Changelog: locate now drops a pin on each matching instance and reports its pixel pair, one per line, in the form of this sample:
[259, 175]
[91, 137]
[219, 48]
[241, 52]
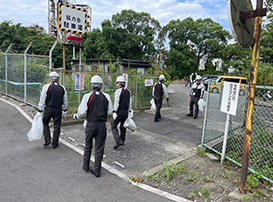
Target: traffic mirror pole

+++++

*Assignment*
Repeat the whole of the material above exactly, but keep the pictures out.

*Response box*
Changelog: locate now drops a pin on each matching instance and reports its pixel pair, one per line, in the form of this sample:
[259, 175]
[91, 137]
[219, 48]
[241, 52]
Target: traffic mirror pole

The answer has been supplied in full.